* Document segment *
With
Heart only intermittently active in the early 21st century,
Ann Wilson took the opportunity to release her first-ever solo album, something her sister
Nancy Wilson,
Heart's other half, took care of back in 1999. But where
Nancy's solo debut was a live, acoustic effort comprised of both original material and covers,
Ann has gone the nearly-all-covers route for the
Ben Mink-produced
Hope & Glory; only one song, the album-closing "Little Problems, Little Lies," comes from
Wilson's own pen. Specifically,
Ann turns her attention toward songs that ostensibly deal with social and political hot-button issues, loaded with messages of war, peace, hard times and, mostly, imminent doom. It's a bleak album to be sure, undoubtedly inspired by the downtrodden national mood of the times in which it was recorded (that would be the George W. Bush era -- perhaps it's no coincidence that the album's release date fell on the sixth anniversary of 9/11).
Ann's voice is strong and convincing on these tunes, largely drawn from the '60s and '70s with a few exceptions, and she's joined by big-name collaborators on most, making
Hope & Glory a duets album as well as
Ann's first solo.
Elton John aids
Ann on the anti-war "Where to Now, St. Peter?" which first appeared on
John's 1971
Tumbleweed Connection album and remains as poignant a lyric today as it was then. The futility and stupidity of armed conflict is also the subject of
Neil Young's "War of Man," for which
Alison Krauss teams up with
Ann.

* Given problem 1 *
Duplicate the passage of the album review from "Ann's voice is" up to and including "Ann's first solo.".
These rows are unrelated to the album review.

Rows from a point labeling set:
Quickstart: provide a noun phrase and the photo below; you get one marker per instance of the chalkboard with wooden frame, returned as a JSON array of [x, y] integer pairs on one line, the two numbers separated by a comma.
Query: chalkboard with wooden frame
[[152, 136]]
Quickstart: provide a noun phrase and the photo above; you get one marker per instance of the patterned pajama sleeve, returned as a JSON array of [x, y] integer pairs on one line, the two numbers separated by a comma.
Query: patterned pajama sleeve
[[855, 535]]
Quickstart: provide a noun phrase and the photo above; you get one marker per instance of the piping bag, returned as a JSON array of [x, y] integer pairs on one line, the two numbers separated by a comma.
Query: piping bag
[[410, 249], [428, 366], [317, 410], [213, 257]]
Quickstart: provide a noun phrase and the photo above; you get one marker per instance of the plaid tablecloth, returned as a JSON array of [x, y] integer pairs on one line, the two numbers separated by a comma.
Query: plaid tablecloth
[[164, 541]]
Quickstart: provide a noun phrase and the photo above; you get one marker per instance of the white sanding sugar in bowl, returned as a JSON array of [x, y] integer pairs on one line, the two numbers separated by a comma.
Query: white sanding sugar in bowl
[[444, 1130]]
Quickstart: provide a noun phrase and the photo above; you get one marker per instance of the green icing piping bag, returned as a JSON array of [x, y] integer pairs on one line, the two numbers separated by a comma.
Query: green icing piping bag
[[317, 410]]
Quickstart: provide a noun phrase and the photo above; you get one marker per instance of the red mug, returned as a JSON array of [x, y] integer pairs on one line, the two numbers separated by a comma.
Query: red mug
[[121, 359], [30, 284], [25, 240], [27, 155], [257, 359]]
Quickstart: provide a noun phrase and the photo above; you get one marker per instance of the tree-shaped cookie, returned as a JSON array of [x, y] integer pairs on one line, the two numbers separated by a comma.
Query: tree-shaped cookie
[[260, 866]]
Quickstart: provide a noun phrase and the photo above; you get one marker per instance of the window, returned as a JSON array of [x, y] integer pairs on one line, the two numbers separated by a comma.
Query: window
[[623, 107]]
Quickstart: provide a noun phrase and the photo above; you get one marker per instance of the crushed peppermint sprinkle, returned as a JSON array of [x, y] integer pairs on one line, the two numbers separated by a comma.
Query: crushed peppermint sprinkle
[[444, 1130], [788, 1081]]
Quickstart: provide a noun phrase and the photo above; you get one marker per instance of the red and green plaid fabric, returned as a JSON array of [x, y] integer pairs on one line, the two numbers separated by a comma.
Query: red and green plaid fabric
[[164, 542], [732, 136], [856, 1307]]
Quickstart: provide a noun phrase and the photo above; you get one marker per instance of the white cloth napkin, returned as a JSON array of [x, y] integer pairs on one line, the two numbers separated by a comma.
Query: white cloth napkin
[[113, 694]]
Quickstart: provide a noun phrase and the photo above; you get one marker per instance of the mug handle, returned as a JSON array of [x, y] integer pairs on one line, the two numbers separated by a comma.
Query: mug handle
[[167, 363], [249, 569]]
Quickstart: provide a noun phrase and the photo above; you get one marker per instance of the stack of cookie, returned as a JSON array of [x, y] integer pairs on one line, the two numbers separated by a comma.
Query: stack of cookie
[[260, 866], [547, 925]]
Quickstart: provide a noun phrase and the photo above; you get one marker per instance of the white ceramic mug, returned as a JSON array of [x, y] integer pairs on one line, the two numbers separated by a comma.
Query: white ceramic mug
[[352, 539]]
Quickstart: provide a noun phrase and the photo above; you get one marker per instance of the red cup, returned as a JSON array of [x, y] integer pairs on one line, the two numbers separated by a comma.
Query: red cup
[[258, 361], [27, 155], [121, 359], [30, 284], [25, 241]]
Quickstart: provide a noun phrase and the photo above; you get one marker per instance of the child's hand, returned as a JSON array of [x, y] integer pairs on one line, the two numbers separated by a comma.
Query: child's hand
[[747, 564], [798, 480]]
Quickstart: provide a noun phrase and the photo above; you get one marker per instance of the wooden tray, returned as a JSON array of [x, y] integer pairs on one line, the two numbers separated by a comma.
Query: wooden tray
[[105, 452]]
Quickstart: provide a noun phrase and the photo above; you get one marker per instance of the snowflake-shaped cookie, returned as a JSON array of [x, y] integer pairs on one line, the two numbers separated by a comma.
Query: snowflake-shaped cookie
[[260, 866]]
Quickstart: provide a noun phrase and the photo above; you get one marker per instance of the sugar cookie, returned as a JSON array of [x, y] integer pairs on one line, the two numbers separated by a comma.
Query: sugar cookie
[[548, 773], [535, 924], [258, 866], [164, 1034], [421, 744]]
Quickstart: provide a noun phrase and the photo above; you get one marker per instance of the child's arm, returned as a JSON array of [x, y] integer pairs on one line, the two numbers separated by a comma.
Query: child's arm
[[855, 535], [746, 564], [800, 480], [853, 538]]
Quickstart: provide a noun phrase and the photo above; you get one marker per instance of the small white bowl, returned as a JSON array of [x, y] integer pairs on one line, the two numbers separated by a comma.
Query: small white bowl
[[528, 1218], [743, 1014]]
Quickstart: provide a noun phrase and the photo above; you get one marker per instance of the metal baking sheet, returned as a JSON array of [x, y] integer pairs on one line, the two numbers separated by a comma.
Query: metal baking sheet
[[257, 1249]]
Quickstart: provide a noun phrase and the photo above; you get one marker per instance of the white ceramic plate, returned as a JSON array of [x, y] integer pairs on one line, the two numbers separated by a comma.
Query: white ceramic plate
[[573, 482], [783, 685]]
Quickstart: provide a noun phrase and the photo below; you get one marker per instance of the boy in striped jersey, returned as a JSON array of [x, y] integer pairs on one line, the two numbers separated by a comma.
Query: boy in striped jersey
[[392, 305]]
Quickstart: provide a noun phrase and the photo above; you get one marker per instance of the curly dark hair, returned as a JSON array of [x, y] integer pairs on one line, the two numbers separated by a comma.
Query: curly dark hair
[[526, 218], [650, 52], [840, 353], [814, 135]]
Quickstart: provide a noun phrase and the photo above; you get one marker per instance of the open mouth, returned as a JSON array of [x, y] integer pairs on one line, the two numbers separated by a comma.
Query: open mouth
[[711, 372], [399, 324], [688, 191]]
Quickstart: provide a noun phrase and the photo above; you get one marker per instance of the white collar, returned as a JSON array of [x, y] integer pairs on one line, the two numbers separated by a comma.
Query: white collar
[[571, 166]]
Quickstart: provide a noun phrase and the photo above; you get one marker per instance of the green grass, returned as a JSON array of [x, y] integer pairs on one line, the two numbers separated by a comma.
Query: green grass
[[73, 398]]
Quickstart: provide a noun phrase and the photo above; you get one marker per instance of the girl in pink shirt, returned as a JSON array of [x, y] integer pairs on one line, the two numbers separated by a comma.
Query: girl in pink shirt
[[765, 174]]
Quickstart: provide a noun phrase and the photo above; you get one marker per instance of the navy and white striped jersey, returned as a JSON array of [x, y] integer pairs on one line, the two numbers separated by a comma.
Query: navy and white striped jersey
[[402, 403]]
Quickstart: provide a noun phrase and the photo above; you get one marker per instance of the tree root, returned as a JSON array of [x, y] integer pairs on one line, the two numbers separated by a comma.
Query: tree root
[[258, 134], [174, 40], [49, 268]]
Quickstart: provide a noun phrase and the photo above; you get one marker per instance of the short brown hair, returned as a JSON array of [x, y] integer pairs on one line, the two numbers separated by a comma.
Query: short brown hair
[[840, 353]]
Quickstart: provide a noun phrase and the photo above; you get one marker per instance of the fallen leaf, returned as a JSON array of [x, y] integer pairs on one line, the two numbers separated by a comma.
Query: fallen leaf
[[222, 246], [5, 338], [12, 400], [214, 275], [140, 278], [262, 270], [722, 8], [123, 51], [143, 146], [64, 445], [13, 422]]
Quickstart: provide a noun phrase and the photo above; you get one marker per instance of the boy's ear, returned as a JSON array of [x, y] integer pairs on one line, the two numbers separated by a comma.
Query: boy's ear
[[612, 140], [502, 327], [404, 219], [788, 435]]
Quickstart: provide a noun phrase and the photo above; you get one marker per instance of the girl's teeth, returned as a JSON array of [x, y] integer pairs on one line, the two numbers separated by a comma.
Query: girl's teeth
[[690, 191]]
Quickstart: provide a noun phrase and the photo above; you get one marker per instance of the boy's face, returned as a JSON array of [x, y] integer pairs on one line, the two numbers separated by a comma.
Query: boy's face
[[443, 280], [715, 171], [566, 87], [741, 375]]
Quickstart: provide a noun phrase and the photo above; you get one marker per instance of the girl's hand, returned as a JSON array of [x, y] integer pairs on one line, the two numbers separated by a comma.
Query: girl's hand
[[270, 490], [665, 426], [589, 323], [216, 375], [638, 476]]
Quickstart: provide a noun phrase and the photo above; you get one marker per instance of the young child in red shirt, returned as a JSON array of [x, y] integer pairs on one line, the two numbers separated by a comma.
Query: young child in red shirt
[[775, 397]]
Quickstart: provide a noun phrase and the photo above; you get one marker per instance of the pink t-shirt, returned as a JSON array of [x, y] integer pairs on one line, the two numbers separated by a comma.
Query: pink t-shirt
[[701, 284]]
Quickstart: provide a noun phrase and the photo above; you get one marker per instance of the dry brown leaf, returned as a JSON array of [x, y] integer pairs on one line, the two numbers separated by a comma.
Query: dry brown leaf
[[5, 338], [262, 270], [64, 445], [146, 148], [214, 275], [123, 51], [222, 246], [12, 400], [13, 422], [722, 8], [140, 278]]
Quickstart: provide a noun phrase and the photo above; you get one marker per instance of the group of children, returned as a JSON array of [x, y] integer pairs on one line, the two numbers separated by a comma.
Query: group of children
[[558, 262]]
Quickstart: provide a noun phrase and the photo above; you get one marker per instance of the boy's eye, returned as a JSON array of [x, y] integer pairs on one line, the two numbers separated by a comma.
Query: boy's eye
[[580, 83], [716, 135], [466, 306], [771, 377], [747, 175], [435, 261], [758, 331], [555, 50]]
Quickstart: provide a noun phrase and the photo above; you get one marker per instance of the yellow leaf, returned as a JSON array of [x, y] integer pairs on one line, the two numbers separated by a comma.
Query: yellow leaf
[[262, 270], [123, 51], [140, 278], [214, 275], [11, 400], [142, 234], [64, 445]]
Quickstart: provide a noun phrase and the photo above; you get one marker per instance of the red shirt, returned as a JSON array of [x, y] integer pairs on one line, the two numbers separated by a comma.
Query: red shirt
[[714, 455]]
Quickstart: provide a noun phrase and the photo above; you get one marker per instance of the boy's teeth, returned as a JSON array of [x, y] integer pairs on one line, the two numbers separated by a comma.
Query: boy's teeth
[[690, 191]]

* Given problem 2 *
Rewrite the rows from the line with "of the metal" up to and including the line with "[[573, 482], [783, 685]]" as a numbered list, omitting any blank lines.

* Written solution 1 *
Ann's voice is strong and convincing on these tunes, largely drawn from the '60s and '70s with a few exceptions, and she's joined by big-name collaborators on most, making
Hope & Glory a duets album as well as
Ann's first solo.

* Written solution 2 *
1. Quickstart: provide a noun phrase and the photo above; you get one marker per instance of the metal baking sheet, returned as a JSON array of [x, y] integer pairs on one line, the two numbers separated by a comma.
2. Query: metal baking sheet
3. [[257, 1249]]
4. Quickstart: provide a noun phrase and the photo above; you get one marker per instance of the white ceramic plate, returned as a JSON array of [x, y] integer pairs on one line, the two numbers separated by a comma.
5. Query: white ceramic plate
6. [[573, 482], [783, 685]]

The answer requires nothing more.